Ravikumar Kashi says that his interest in flex banners began around 2007 when he began photographing them for a series of his artworks and to use as material for an art appreciation course he teaches at the RV College of Architecture, Bengaluru.
“For the course, I introduce them to the fundamentals of art language,” he explains, pointing out that things like size, scale, proportion, shape, position, association, framing, and proximity play a significant role in our perception of any image, whether a flex board or an art object. “I was using these images as part of a classroom exercise to show how the visual language we were discussing in class could also be seen on the street,” says Kashi, who recently delivered a talk titled Bangalore/ Bengaluru Changes at the Alliance Literary Festival, Bengaluru.
Ravikumar Kashi
| Photo Credit:
BHAGYA PRAKASH
Kashi started this photography journey using a digital camera that he would lug around with him. “If I see something, I take a picture and document it,” he says. “It was all in one big folder. Nowadays, I have started putting it in different sub-folders, but it is still not properly segregated. ” He admits that back when he started, “it wasn’t very planned. I had no clear idea why I was doing it, but I knew in my gut that these are important because I have studied the history of visual culture a little.”

Kashi has shot between 7000-8000 images of flex banners so far, and intends to keep doing so.
| Photo Credit:
Ravikumar Kashi
A few years down the line, however, the project’s raison d’être became much more evident. “All I am doing now is collecting, but as I do so, more and more, I realise the value of it,” says Kashi, who has shot between 7000-8000 images so far and intends to keep doing so. He thinks of this exercise as living documentation of sorts. “Flex banners, which usually vanish in a few days, are something in flux. Unless you document it day in and day out, it is not going to be there,” says Kashi, who went on to publish Flexing Muscles (2019), a bilingual series of essays linking these banners to the city’s constantly evolving socio-cultural and political landscapes.

In the first essay of Flexing Muscles, Kashi talks about how senes, “armies to safeguard Kannada land, language and culture” using flex banners to communicate their power and position.
| Photo Credit:
Ravikumar Kashi
Asserting identities
Flex banners, and by that same logic, posters, cutouts, statues, and vehicle images, have become a way to assert various identities, believes Kashi. “People are continuously communicating who they are and what they want, and then, because they can’t find a voice in other ways, they use this medium of public visual culture to say something.”
In the first essay of Flexing Muscles, Kashi talks about how senes, “armies to safeguard Kannada land, language and culture” using flex banners to communicate their power and position. “It becomes a tool through which they announce and represent themselves,” he says, tracing the evolution of linguistic identity politics in the city.

### [Dataset content]
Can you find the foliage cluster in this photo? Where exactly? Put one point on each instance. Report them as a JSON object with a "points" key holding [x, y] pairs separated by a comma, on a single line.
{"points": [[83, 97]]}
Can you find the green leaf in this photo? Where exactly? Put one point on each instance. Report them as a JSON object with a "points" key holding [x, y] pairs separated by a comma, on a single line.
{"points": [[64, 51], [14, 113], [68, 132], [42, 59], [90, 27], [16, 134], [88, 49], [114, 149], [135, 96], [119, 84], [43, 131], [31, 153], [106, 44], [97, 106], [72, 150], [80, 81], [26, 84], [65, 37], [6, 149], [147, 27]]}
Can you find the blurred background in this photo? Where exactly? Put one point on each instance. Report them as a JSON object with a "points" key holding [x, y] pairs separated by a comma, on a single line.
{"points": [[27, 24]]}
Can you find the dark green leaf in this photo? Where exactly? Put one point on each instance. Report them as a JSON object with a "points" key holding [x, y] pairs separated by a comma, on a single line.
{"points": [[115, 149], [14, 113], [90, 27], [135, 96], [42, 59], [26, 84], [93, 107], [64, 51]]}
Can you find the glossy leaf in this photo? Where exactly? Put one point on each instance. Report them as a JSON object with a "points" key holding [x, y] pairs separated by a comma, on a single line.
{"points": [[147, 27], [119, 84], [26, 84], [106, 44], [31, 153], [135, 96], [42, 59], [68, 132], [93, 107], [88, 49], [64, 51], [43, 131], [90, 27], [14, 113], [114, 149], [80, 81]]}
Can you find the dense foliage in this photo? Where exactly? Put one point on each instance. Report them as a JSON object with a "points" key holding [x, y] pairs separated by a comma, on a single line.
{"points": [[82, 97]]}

...

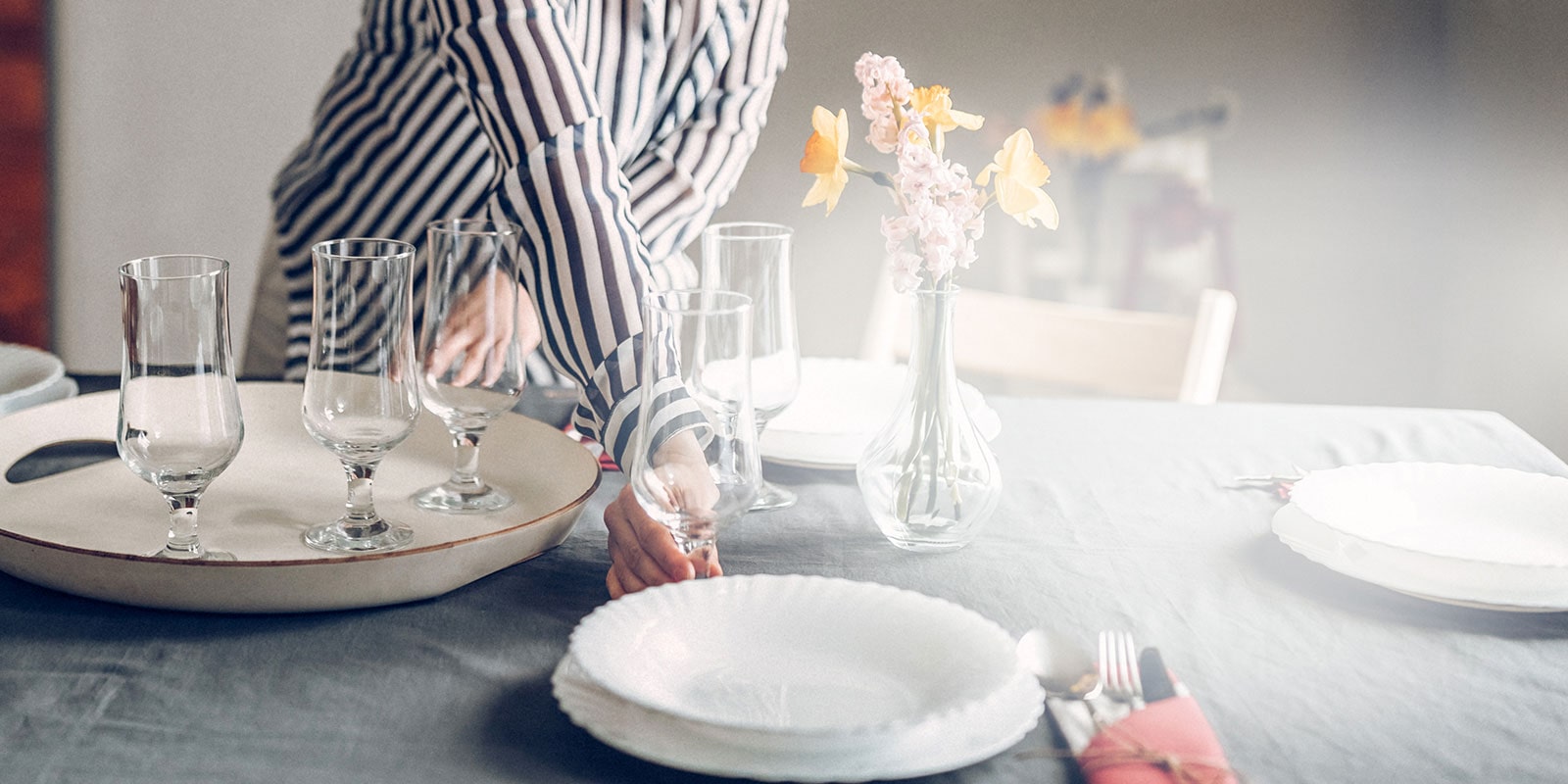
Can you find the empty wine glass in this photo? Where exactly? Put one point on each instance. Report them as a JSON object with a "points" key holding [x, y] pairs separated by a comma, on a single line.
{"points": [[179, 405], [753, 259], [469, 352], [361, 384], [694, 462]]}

---

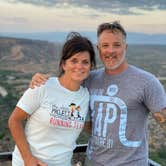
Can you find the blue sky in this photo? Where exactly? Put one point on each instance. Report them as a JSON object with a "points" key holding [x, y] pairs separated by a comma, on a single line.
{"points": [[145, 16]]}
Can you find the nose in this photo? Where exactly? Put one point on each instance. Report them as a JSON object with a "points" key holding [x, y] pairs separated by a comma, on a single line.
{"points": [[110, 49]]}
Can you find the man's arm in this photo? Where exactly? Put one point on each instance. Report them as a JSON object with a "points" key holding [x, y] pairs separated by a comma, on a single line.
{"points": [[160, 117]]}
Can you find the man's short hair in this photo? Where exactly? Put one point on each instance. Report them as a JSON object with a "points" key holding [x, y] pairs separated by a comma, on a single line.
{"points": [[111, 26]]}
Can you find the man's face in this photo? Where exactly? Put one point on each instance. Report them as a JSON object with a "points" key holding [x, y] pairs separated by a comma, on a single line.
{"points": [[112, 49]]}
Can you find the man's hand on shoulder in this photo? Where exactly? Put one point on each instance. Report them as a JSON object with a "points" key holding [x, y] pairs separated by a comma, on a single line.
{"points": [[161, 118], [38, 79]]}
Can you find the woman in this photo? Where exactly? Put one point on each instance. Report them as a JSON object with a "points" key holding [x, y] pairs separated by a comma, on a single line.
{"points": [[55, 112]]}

### [Exercise set]
**a.** In the article on Bengaluru's flex banners, around what year did Kashi's interest in them begin?
**b.** Do these statements agree with the article on Bengaluru's flex banners? Answer yes or no for each, quoting the deciding words. (i) Kashi teaches an art appreciation course at the RV College of Architecture. (ii) Flexing Muscles is written in a single language. (iii) Kashi had a clear plan for the photographs from the start.
**c.** Continue the article on Bengaluru's flex banners from the point where it stops.

### [Answers by task]
**a.** Around 2007.

**b.**
(i) Yes: "an art appreciation course he teaches at the RV College of Architecture, Bengaluru"
(ii) No: "a bilingual series of essays"
(iii) No: "it wasn’t very planned"

**c.**
There is a stark difference between what Bengaluru is today, “with its high-rise buildings, congested roads and saturated visual stimuli,” and what it used to be: a laid-back pensioners paradise with excellent weather. But soon, the IT revolution started in the city, with Texas Instruments being the first to set up shop back in the mid-1980s.
While the changing weather and the traffic were the most apparent manifestations of the city’s transformation, writes Kashi, the cultural demographic and languages used in the city also underwent a tremendous change. “The non-Kannada speaking population living in Bangalore increased sharply, leaving Kannadigas feeling marginalised in their own land,” he writes, adding that this, in turn, led to the rise of pro-Kannada groups that were trying to find ways to remedy the situation.

One of the most ubiquitous sights in Bengaluru’s visual landscape continues to be the visage of Kannada actor Dr. Rajkumar, who “became the face of the Gokak movement, which was an agitation to install Kannada as an official language. Because of that, he became associated with Kannada culture and language in a big way, says Kashi.
| Photo Credit:
Ravikumar Kashi
Subtle messages
At the recent talk, Kashi shared samples of some of these images, shot over the last 15 years, and expanded on their meanings. “These things give you all kinds of subtle messages. They are nice things to observe and document because you can read so much into it.”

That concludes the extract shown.